**EXTRACTED TEXT:**
★ ★ ★ ★ ★ ★ ★

Art attack on train 'part of thesis'

He may have terrified passengers and caused thousands of pounds worth of damage but, according to a student who vandalised a train in Sweden, it was all in the name of art. The unidentified man, who was wearing a mask, boarded a train in Stockholm and proceeded to spray-paint graffiti over the walls before smashing a window and leaping on to the platform. According to press reports, he is a student at the University College of Arts, Crafts and Design in the Swedish capital, and the attack was part of his thesis. The transit authority has filed a complaint against the student, demanding 100,000 Swedish kronor (£7,990) to pay for the damage. The university told Associated Press that it was investigating whether the student had participated in the vandalism or simply made a video recording of it.

★ ★ ★ ★ ★ ★ ★

**STATED TASK 1:**
Answer these questions using the article on the train vandalism:
(a) In which city did the man board the train?
(b) How much money is the transit authority demanding from the student?
(c) Which news agency did the university speak to?

A run of records
★ ★ ★ ★ ★ ★ ★

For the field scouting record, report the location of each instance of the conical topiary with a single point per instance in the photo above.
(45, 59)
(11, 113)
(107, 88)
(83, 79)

★ ★ ★ ★ ★ ★ ★

**STATED TASK 2:** Rewrite the listing with "conical topiary" replaced by "pointed shrub". Keep everything else the same.

**EXERCISE RESPONSE 1:**
(a) Stockholm
(b) 100,000 Swedish kronor (£7,990)
(c) Associated Press

**EXERCISE RESPONSE 2:**
For the field scouting record, report the location of each instance of the pointed shrub with a single point per instance in the photo above.
(45, 59)
(11, 113)
(107, 88)
(83, 79)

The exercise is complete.